#### [DIRECTIONS FOR THIS TASK]
Give every line below again, exactly.

[Begin DATASET CONTENT]

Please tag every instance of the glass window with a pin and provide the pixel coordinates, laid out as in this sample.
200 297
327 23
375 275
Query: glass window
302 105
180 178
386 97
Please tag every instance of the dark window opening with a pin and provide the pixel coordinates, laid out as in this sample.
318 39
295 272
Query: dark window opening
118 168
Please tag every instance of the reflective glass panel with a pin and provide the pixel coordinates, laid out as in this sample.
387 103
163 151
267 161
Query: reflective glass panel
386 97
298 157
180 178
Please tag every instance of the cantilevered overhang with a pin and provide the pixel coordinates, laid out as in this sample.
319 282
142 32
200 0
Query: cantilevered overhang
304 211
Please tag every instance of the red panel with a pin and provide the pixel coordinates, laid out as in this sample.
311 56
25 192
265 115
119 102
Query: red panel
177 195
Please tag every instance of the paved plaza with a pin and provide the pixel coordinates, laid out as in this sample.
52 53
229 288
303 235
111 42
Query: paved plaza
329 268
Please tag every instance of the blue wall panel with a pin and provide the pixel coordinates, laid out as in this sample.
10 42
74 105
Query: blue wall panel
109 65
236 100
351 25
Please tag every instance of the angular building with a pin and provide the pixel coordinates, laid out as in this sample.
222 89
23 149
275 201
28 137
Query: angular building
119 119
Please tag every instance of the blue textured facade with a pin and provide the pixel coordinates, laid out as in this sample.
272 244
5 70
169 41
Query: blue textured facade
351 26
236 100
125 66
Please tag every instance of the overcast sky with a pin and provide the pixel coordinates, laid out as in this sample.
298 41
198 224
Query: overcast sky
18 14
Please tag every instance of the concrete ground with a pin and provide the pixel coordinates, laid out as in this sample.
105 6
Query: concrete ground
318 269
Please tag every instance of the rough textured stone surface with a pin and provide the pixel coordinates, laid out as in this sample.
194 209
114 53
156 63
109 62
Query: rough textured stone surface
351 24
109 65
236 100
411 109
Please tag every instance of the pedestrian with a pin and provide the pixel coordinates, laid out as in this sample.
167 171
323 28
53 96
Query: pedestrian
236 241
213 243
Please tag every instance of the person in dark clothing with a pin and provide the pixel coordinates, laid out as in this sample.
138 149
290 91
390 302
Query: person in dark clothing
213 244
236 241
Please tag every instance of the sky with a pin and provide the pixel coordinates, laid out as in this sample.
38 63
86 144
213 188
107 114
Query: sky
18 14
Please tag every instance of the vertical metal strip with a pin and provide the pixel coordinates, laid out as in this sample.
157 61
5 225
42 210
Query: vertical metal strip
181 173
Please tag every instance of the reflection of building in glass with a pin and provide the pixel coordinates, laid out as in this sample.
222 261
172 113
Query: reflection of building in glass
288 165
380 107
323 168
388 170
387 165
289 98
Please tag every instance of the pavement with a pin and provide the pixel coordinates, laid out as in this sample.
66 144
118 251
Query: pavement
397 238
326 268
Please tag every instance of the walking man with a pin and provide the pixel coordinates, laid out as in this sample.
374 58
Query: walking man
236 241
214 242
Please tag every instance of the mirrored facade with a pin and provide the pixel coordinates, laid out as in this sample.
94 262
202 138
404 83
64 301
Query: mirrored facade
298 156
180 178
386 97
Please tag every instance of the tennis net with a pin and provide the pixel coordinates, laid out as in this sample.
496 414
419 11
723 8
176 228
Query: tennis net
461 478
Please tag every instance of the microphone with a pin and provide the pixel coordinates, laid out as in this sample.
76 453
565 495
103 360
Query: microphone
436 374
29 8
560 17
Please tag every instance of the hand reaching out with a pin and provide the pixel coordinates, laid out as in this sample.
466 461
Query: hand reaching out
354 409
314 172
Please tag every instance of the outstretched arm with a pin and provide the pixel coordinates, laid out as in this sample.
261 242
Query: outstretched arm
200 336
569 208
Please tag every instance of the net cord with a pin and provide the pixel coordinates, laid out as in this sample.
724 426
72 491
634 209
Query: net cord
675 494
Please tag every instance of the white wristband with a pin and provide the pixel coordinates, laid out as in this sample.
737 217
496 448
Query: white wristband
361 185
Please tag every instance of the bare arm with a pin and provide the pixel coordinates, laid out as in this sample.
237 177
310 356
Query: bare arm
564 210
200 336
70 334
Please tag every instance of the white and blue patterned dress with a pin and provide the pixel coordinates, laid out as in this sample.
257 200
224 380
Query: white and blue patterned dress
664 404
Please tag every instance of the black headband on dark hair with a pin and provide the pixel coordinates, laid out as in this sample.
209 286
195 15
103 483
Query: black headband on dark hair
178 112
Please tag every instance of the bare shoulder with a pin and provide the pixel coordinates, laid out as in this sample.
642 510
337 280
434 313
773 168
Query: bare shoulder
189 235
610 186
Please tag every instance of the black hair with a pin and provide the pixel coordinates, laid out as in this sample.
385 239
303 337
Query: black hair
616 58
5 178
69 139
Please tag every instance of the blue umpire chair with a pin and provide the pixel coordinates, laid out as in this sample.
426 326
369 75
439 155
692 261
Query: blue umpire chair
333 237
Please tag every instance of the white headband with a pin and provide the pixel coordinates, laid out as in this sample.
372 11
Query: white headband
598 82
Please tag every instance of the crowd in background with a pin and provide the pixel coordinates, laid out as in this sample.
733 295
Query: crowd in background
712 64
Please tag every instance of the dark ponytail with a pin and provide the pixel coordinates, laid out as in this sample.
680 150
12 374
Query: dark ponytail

[End DATASET CONTENT]

#### [EXPECTED OUTPUT]
Please tag every instance of the glass window with a pin and provide the pixel coordinates, laid out as in this sample.
200 297
327 23
375 275
Query: glass window
302 105
180 178
386 97
Please tag every instance of the dark window opening with a pin and provide the pixel coordinates, laid out as in this sample.
318 39
295 272
Query: dark window opening
118 168
Please tag every instance of the reflective glass panel with a pin and provide the pixel coordinates, laid out as in this sample.
387 103
163 151
267 161
Query: reflective glass panel
386 97
298 157
180 178
Please tag every instance of the cantilevered overhang with a pin and provide the pixel coordinates, laid out as in this sample.
319 282
142 32
200 0
Query: cantilevered overhang
304 211
Please tag every instance of the red panel with a pin and provide the pixel coordinates, laid out as in this sample.
311 56
25 192
265 115
119 102
Query: red panel
177 195
Please tag every instance of the paved plaza with a pin and provide the pixel coordinates, laid out as in this sample.
52 53
229 288
303 235
111 42
Query: paved plaza
329 268
Please tag every instance of the blue wall panel with a pin and provide the pixel coordinates, laid out as in this sample.
10 42
74 105
Query: blue wall panel
109 65
236 100
351 25
Please tag every instance of the angular building with a pin and provide the pixel coordinates, laid out as in this sample.
222 89
23 149
275 201
28 137
Query: angular building
119 119
Please tag every instance of the blue textured facade with a pin and provide the pixel coordinates, laid out as in this sample.
272 244
5 70
169 41
Query: blue textured facade
351 26
236 100
125 66
Please tag every instance of the overcast sky with a pin and provide the pixel coordinates, laid out as in this sample.
298 41
198 224
Query: overcast sky
18 14
Please tag every instance of the concrete ground with a pin and provide the pixel coordinates, laid out as in this sample.
105 6
Query: concrete ground
318 269
Please tag every instance of the rough textured stone surface with a pin and provide the pixel coordinates, laid out as in this sample.
194 209
114 53
156 63
109 62
Query: rough textured stone surface
351 24
109 65
236 100
411 109
Please tag every instance of the pedestrian with a pin and provide the pixel coordinates, laid out as in this sample.
167 171
323 28
53 96
Query: pedestrian
236 241
213 243
Please tag every instance of the person in dark clothing with a pin and provide the pixel coordinates, laid out as in this sample.
138 149
290 91
390 302
Query: person in dark clothing
213 244
236 241
Please tag every instance of the sky with a pin and provide the pixel coordinates, laid out as in this sample.
38 63
86 144
213 188
107 114
Query: sky
18 14
Please tag every instance of the vertical metal strip with a pin and provide the pixel coordinates, laid out as in this sample.
157 61
5 225
42 210
Query: vertical metal strip
181 173
Please tag every instance of the reflection of building in glass with a pin and provide the pixel coordinates, laid out as in this sample.
222 261
172 113
Query: reflection of building in glass
288 165
380 107
323 168
388 170
387 165
289 98
Please tag every instance of the pavement with a pin and provide the pixel coordinates, laid out as in this sample.
66 144
118 251
Query: pavement
397 238
326 268
Please tag every instance of the walking man with a pin and provide the pixel coordinates, laid out as in this sample.
374 58
Query: walking man
236 241
214 242
Please tag every instance of the mirrored facade with a pin and provide the pixel coordinates, laid out as in this sample.
94 262
202 138
404 83
64 301
Query: mirrored facade
298 156
180 178
386 97
Please tag every instance of the tennis net with a pin and provide the pixel coordinates, laid out as in this sample.
496 414
419 11
723 8
176 228
Query: tennis net
461 478
Please tag every instance of the microphone with a pin and provide the pixel coordinates, laid out as in this sample.
76 453
565 495
103 360
Query: microphone
436 374
29 8
560 17
Please tag every instance of the hand reaching out with a pin and provide the pixel coordinates, laid out as in this sample.
466 461
Query: hand reaching out
354 409
314 172
Please tag every instance of the outstretched arm with a pin and provide the pixel coordinates, laid out as in this sample.
261 242
Query: outstretched arm
200 336
569 208
Please tag every instance of the net cord with a pin and provide the pixel coordinates, laid out as in this sample.
724 426
72 491
634 209
Query: net cord
675 494
Please tag every instance of the white wristband with a pin and provide the pixel coordinates, laid out as in this sample.
737 217
496 448
Query: white wristband
361 185
Please tag every instance of the bare arm with a pin and provide the pixel coordinates, laid out as in this sample.
237 177
310 356
Query: bare arm
564 210
200 336
70 334
Please tag every instance of the white and blue patterned dress with a pin and provide the pixel coordinates, laid out as in this sample.
257 200
224 380
Query: white and blue patterned dress
664 404
Please tag every instance of the black headband on dark hair with a pin and provide the pixel coordinates, laid out as in this sample.
209 286
195 15
103 483
Query: black headband on dark hair
178 112
Please tag every instance of the bare shoulder with a pin and provide the pixel coordinates, laid out as in this sample.
642 510
337 280
434 313
773 168
Query: bare shoulder
189 235
610 186
Please tag every instance of the black hair with a pin and provide the pixel coordinates, laid out as in this sample.
385 239
303 337
Query: black hair
616 58
5 178
69 139
Please tag every instance of the blue umpire chair with a pin and provide the pixel coordinates, laid out as in this sample.
426 326
369 75
439 155
692 261
Query: blue umpire chair
333 237
Please tag every instance of the white headband with a pin and provide the pixel coordinates, laid out as in this sample.
372 11
Query: white headband
598 82
Please tag every instance of the crowd in background with a pin and provide the pixel coordinates, laid out as in this sample.
733 295
Query: crowd in background
712 64
Please tag every instance of the dark ponytail with a pin and provide the pixel coordinates, laid out as in this sample.
680 150
12 374
Query: dark ponytail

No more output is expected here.